## Work to complete:
a – In the Cesivi Server search engine documentation below, list every limitation given for the TF-IDF engine.
b – Rewrite the stretch from "- Boolean operators: term1" through "index (survives restarts)" of the Cesivi Server search engine documentation below, substituting "Durable index" for "Persistent index".
c – Carry on the Cesivi Server search engine documentation below from the point where it stops.

## Excerpt:
Search Engine¶
Home > Documentation > Features > Search
Cesivi Server includes a full-text search engine that supports SharePoint Search REST API, SOAP Search, and CSOM Search APIs.
Table of Contents¶
- Overview
- Configuration
- Search Engines
- TF-IDF (Default)
- Lucene.NET (Advanced)
- API Support
- Query Syntax
- Performance Tuning
- Troubleshooting
Overview¶
Cesivi Server provides two search engine implementations:
| Engine | Description | Use Case |
|---|---|---|
| TF-IDF | Lightweight term-frequency search | Development, testing, simple scenarios |
| Lucene.NET | Full-featured search engine | Advanced queries, production-like behavior |
Both engines support: - Full-text search across documents and list items - Field-specific boosting (title weighted 3x) - Pagination and result limiting - Score-based ranking - Search statistics
Configuration¶
Quick Start¶
Add to appsettings.json:
{
"Cesivi": {
"SearchEngine": "TfIdf"
}
}
Or via environment variable:
# Windows PowerShell
$env:Cesivi__SearchEngine = "Lucene"
# Linux/macOS
export Cesivi__SearchEngine=Lucene
Or via command-line:
dotnet run --Cesivi:SearchEngine=Lucene
Available Values¶
| Value | Engine |
|---|---|
TfIdf (default) |
Term-frequency search (lightweight) |
Lucene |
Lucene.NET 4.8 (advanced features) |
Search Engines¶
TF-IDF (Default)¶
The default search engine uses Term Frequency-Inverse Document Frequency (TF-IDF) scoring.
Features: - No external dependencies - In-memory index (rebuilt on startup) - Fast for small to medium document sets - Simple query syntax
Limitations:
- No phrase queries ("exact phrase")
- No wildcard queries (test*)
- No fuzzy matching (test~)
- No boolean operators in query syntax
Best For: - Development and testing - Document sets < 10,000 items - Simple keyword search
Configuration:
{
"Cesivi": {
"SearchEngine": "TfIdf"
}
}
Lucene.NET (Advanced)¶
The Lucene.NET engine provides full-featured search capabilities.
Features:
- Phrase queries: "exact phrase match"
- Wildcard queries: test*, te?t
- Fuzzy matching: test~ (typo tolerance)
- Boolean operators: term1 AND term2, term1 OR term2, NOT term
- Field-specific search: title:report
- Range queries: size:[1000 TO 5000]
- Field boosting: title:important^2
- Persistent index (survives restarts)
- Incremental indexing
Limitations: - Adds ~5MB to application size (Lucene.NET packages) - Index directory requires write access
Best For: - Production-like behavior testing - Large document sets (10,000+ items) - Advanced query syntax requirements - Testing SharePoint Search-dependent code
Configuration:
{
"Cesivi": {
"SearchEngine": "Lucene"

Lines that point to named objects
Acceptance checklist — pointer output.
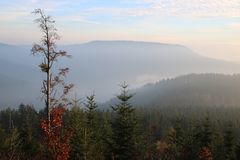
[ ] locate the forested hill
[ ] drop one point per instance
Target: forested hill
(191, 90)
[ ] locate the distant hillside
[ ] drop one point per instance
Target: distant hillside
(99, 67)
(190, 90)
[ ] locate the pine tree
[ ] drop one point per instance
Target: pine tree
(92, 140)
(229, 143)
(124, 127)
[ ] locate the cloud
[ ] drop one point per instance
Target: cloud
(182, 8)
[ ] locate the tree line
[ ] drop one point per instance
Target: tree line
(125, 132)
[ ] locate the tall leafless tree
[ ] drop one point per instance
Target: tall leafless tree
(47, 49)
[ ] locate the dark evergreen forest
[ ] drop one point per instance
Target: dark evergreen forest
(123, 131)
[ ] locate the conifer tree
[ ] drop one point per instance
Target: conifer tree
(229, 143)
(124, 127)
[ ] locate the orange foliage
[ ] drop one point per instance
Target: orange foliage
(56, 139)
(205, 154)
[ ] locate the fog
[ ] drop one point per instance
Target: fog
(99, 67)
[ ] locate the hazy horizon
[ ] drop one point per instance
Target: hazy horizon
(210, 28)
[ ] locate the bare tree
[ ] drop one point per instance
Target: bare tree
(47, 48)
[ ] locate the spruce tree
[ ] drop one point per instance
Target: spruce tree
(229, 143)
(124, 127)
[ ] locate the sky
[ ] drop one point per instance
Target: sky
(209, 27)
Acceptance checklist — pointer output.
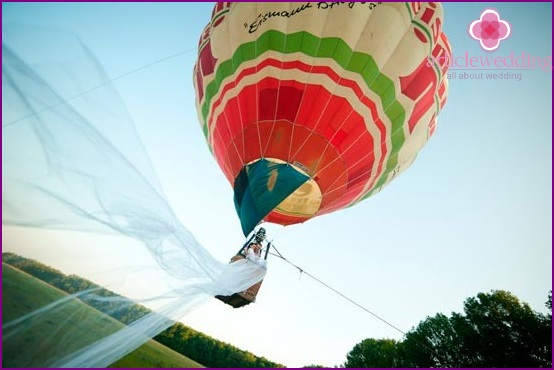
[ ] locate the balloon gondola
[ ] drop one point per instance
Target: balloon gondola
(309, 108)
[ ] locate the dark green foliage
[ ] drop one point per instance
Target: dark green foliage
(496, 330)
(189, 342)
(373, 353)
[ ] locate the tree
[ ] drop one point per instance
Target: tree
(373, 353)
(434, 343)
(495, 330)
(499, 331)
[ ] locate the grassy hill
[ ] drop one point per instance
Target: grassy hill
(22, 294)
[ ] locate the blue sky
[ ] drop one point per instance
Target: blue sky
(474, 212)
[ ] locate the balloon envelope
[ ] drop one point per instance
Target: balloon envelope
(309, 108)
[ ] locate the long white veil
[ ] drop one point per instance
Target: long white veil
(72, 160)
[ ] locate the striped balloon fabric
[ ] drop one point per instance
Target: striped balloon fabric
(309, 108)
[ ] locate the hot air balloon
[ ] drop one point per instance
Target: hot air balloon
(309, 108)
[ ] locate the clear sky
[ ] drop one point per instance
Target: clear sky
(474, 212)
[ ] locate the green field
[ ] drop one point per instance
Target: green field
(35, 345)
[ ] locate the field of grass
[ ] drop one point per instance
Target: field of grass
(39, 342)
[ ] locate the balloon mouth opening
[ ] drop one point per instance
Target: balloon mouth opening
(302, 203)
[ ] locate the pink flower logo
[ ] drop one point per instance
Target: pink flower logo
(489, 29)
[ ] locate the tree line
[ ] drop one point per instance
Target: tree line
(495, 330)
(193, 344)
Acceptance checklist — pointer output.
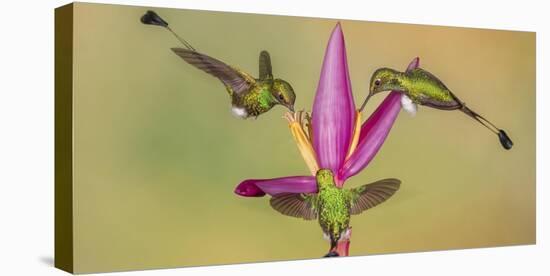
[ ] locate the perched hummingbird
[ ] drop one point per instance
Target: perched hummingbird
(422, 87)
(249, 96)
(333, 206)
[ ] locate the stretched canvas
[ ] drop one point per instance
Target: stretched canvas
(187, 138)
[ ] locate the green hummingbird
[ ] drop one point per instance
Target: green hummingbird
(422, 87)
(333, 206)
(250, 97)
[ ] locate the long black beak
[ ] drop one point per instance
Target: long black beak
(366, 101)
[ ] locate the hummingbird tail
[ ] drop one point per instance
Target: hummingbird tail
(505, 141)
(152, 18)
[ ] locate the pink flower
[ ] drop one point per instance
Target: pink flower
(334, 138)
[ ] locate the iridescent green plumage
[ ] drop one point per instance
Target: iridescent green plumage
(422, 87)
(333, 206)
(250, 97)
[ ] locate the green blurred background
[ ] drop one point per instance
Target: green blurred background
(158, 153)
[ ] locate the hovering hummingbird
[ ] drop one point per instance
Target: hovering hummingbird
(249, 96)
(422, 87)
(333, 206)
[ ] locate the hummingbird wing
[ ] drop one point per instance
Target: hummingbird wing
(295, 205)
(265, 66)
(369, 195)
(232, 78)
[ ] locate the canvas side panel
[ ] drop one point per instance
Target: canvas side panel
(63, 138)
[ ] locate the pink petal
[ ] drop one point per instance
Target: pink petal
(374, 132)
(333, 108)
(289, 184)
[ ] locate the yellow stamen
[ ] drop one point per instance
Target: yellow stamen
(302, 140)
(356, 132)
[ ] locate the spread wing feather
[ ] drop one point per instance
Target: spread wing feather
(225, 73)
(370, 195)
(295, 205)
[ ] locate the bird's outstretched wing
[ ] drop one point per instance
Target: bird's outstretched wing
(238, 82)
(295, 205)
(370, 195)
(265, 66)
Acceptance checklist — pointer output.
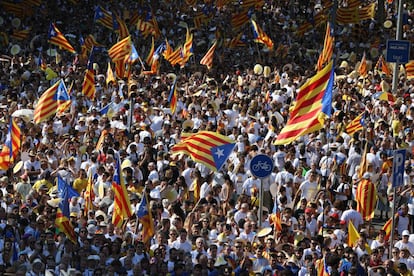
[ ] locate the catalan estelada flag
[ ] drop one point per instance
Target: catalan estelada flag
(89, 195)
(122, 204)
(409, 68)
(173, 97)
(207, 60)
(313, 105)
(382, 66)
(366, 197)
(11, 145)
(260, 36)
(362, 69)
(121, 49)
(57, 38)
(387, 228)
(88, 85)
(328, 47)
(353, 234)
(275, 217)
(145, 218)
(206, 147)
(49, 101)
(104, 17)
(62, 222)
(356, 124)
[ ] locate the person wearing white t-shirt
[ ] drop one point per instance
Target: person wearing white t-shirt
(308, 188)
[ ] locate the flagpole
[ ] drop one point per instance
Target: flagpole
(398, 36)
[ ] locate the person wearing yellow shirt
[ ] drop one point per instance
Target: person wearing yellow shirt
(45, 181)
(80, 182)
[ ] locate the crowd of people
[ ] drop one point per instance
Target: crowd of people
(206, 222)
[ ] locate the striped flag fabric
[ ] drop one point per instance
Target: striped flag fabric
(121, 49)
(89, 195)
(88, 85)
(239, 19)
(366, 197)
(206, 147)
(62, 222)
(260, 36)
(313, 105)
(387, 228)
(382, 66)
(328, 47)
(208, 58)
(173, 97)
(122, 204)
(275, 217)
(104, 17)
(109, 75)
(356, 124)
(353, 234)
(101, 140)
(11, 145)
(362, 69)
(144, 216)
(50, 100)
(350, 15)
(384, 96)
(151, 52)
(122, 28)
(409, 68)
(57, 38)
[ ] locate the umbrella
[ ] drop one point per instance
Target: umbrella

## Results for each task:
a –
- No phrase queries ("exact phrase")
- No wildcard queries (test*)
- No fuzzy matching (test~)
- No boolean operators in query syntax

b –
- Boolean operators: term1 AND term2, term1 OR term2, NOT term
- Field-specific search: title:report
- Range queries: size:[1000 TO 5000]
- Field boosting: title:important^2
- Durable index (survives restarts)

c –
}
}
Index Location:
The Lucene index is stored in:
{DataRootPath}/SearchIndex/
For example: R:/MockData/SearchIndex/ or /var/cesivi/data/SearchIndex/
API Support¶
REST API¶
GET /_api/search/query?querytext='sharepoint'
Response:
{
"d": {
"query": {
"PrimaryQueryResult": {
"RelevantResults": {
"RowCount": 10,
"TotalRows": 42,
"Table": {
"Rows": [
{
"Cells": [
{ "Key": "Title", "Value": "SharePoint Guide" },
{ "Key": "Path", "Value": "/sites/docs/guide.docx" },
{ "Key": "HitHighlightedSummary", "Value": "<c0>SharePoint</c0> development..." }
]
}
]
}
}
}
}
}
}
SOAP API¶
POST /_vti_bin/search.asmx
SOAPAction: "urn:Microsoft.Search/Query"
<?xml version="1.0" encoding="utf-8"?>
<soap:Envelope xmlns:soap="http://schemas.xmlsoap.org/soap/envelope/">
<soap:Body>
<Query xmlns="urn:Microsoft.Search">
<queryXml>
<QueryPacket>
<Query>
<QueryText>sharepoint</QueryText>
</Query>
</QueryPacket>
</queryXml>
</Query>
</soap:Body>
</soap:Envelope>
CSOM¶
using Microsoft.SharePoint.Client;
using Microsoft.SharePoint.Client.Search.Query;
var ctx = new ClientContext("http://mocksharepoint.local:5000");
var query = new KeywordQuery(ctx)
{
QueryText = "sharepoint"
};
var executor = new SearchExecutor(ctx);
var results = executor.ExecuteQuery(query);
ctx.ExecuteQuery();
foreach (var row in results.Value[0].ResultRows)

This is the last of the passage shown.